*** Records provided ***

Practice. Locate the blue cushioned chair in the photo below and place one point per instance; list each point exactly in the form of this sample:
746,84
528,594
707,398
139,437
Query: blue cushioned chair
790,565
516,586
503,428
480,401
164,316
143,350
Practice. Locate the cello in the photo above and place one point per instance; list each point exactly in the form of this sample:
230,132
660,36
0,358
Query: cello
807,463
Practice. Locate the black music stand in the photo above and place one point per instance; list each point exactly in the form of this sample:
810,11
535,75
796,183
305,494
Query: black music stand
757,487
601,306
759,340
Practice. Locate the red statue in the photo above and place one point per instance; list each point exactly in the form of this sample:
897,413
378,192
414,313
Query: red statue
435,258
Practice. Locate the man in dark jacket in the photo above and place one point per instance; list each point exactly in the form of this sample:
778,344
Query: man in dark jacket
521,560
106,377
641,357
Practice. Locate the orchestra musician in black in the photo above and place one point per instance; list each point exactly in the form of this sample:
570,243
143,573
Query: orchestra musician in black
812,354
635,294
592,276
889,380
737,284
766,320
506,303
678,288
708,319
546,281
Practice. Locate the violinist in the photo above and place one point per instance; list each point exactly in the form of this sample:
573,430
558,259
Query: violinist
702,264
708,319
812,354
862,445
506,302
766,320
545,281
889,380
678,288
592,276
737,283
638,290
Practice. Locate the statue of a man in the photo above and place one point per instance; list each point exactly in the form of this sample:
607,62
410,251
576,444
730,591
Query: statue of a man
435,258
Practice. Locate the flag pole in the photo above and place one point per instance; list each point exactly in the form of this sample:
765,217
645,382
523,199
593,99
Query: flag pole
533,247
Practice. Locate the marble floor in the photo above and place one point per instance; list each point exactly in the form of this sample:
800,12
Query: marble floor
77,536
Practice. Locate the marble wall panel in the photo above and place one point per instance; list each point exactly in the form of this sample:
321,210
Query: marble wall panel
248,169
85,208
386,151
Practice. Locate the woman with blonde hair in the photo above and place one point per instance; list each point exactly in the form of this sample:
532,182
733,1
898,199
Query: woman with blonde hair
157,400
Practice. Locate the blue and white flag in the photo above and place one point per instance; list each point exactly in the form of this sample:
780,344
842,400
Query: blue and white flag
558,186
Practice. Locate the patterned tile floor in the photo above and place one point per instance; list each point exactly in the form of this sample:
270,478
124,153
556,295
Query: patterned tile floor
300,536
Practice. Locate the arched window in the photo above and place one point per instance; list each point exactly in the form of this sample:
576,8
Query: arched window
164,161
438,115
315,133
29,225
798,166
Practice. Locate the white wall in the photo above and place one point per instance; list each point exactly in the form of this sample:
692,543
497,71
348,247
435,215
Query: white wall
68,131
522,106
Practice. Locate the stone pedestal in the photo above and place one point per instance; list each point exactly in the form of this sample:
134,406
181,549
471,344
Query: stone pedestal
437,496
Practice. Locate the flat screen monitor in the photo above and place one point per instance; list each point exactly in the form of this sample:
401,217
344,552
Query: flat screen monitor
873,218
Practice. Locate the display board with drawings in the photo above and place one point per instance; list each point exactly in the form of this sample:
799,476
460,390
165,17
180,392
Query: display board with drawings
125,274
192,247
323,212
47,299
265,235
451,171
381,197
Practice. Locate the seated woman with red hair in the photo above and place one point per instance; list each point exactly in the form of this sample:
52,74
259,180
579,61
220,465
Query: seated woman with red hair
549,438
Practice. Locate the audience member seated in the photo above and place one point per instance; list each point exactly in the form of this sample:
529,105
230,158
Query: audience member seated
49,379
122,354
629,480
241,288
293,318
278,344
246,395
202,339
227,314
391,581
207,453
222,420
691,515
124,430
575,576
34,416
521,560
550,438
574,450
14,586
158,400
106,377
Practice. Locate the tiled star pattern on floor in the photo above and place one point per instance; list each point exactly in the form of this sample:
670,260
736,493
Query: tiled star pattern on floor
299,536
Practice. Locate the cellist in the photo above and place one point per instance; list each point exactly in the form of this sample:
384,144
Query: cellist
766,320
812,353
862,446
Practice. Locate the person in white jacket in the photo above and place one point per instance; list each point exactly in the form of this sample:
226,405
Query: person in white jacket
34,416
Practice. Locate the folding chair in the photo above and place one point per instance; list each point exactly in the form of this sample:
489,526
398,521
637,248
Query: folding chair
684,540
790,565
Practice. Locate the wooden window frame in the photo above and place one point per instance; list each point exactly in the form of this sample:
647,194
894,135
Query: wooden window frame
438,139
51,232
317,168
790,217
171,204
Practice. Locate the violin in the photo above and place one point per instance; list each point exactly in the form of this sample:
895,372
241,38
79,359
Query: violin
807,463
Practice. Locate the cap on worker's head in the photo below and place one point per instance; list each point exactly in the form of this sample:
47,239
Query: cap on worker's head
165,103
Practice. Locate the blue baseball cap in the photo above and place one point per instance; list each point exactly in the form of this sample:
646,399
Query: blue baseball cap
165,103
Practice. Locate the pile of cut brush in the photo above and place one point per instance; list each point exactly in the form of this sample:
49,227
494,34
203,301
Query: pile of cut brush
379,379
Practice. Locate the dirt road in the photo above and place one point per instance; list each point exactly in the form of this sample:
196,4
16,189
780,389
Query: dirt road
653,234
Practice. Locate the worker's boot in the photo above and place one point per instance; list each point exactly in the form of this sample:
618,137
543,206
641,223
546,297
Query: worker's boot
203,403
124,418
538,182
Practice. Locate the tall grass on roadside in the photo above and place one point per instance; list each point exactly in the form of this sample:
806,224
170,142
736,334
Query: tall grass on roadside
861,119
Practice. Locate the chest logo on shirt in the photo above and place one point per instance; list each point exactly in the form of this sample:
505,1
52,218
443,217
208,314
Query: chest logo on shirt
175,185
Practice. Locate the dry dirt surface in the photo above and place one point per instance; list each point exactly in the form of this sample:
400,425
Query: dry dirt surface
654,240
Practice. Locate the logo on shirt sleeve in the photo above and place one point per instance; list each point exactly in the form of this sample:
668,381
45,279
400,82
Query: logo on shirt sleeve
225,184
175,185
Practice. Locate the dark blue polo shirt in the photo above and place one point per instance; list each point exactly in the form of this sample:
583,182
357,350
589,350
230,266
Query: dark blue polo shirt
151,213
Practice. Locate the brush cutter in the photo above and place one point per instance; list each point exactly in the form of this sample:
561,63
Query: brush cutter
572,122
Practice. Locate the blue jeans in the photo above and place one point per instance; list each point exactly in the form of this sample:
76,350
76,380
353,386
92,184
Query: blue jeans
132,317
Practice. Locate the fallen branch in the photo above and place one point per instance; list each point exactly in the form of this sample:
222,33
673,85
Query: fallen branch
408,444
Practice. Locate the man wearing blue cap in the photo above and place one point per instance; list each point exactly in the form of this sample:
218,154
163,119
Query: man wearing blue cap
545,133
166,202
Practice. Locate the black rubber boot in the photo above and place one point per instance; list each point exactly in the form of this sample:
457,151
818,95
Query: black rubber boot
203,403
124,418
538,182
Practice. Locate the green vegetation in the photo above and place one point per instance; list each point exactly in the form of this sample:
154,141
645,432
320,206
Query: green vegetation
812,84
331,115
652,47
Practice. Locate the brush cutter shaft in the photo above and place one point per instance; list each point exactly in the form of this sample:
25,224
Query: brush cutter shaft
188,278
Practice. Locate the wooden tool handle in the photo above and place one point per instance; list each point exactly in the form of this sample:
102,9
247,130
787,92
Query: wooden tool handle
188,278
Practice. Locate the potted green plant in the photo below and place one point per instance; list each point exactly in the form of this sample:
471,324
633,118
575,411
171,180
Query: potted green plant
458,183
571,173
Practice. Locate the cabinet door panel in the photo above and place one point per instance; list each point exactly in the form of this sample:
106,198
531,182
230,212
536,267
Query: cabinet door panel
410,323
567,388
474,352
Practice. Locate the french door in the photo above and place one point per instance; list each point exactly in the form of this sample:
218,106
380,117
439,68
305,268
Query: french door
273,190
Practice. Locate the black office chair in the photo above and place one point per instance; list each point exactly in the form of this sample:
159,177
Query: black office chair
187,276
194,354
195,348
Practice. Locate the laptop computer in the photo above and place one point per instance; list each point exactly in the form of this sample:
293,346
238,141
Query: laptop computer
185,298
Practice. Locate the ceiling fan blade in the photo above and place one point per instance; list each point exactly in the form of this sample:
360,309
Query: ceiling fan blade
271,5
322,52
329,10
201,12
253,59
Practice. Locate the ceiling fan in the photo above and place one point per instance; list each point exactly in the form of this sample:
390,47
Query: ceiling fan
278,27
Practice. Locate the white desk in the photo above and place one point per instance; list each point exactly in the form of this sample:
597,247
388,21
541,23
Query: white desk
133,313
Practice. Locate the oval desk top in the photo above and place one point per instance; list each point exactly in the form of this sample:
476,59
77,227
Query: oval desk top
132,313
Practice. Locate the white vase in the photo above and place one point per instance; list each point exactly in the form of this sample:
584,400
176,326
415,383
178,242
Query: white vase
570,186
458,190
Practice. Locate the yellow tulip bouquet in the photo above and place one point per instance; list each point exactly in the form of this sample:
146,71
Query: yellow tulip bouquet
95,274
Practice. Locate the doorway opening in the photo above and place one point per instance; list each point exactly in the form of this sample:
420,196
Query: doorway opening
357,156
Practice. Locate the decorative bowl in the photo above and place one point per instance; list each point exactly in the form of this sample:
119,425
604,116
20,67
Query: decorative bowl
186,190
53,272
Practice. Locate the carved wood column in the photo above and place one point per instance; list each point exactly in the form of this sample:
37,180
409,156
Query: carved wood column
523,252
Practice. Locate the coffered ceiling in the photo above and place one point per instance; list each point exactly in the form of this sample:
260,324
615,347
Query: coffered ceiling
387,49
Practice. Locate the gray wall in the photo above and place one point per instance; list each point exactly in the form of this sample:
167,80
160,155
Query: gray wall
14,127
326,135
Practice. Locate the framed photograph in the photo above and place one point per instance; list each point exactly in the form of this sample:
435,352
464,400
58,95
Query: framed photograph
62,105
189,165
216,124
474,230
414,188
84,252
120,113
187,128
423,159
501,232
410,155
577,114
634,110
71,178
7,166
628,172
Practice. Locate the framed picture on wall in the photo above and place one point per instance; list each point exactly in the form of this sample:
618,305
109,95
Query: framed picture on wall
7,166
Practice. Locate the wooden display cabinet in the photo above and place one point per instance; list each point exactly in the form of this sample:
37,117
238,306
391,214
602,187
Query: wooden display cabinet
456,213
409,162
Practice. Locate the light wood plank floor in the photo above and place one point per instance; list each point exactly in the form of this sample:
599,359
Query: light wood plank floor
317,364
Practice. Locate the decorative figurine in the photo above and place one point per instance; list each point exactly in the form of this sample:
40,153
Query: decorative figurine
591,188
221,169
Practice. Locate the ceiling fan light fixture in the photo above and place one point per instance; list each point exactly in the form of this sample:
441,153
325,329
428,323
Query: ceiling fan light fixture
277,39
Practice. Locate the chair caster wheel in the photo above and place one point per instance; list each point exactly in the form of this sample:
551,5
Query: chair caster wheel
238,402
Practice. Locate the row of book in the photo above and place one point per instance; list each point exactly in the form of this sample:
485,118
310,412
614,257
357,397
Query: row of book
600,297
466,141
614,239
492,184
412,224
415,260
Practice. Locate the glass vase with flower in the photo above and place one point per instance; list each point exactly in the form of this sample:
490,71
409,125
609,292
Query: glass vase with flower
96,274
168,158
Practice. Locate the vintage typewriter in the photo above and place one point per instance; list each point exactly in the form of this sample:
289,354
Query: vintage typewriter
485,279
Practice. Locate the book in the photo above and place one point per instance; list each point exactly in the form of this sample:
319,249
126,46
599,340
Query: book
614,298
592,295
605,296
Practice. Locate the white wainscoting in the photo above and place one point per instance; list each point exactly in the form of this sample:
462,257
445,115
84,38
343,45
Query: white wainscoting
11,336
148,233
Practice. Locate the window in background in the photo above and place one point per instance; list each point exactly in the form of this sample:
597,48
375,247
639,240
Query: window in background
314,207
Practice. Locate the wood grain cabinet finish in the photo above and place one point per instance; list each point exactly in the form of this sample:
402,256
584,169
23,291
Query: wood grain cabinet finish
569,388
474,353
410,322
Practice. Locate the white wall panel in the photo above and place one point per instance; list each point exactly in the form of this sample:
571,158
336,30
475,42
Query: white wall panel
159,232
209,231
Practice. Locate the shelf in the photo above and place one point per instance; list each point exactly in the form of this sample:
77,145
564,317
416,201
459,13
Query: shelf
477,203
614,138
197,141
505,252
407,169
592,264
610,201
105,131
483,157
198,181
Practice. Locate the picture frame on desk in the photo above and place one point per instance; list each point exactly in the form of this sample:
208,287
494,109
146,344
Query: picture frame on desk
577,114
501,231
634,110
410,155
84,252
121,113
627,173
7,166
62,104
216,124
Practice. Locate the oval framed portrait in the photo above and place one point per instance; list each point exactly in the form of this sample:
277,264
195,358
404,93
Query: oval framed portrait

***

*What to produce*
Render the stretch from the line containing "Practice. Locate the picture" through the end of the items above as a Markdown table with the columns Row and Line, numbering each row and leaving out blank lines. Include only those lines.

*Response*
| Row | Line |
|---|---|
| 1 | Practice. Locate the picture frame on desk in the photo above and place one point per instance; list each point exactly in the form of this sample: |
| 2 | 208,287 |
| 3 | 494,109 |
| 4 | 146,344 |
| 5 | Query: picture frame on desk |
| 6 | 577,114 |
| 7 | 501,231 |
| 8 | 634,110 |
| 9 | 410,155 |
| 10 | 84,252 |
| 11 | 121,113 |
| 12 | 627,173 |
| 13 | 7,166 |
| 14 | 62,104 |
| 15 | 216,124 |
| 16 | Practice. Locate the oval framed portrait in the photo above and place one point per instance; list each point exactly in the form of this sample: |
| 17 | 277,264 |
| 18 | 195,358 |
| 19 | 404,93 |
| 20 | Query: oval framed portrait |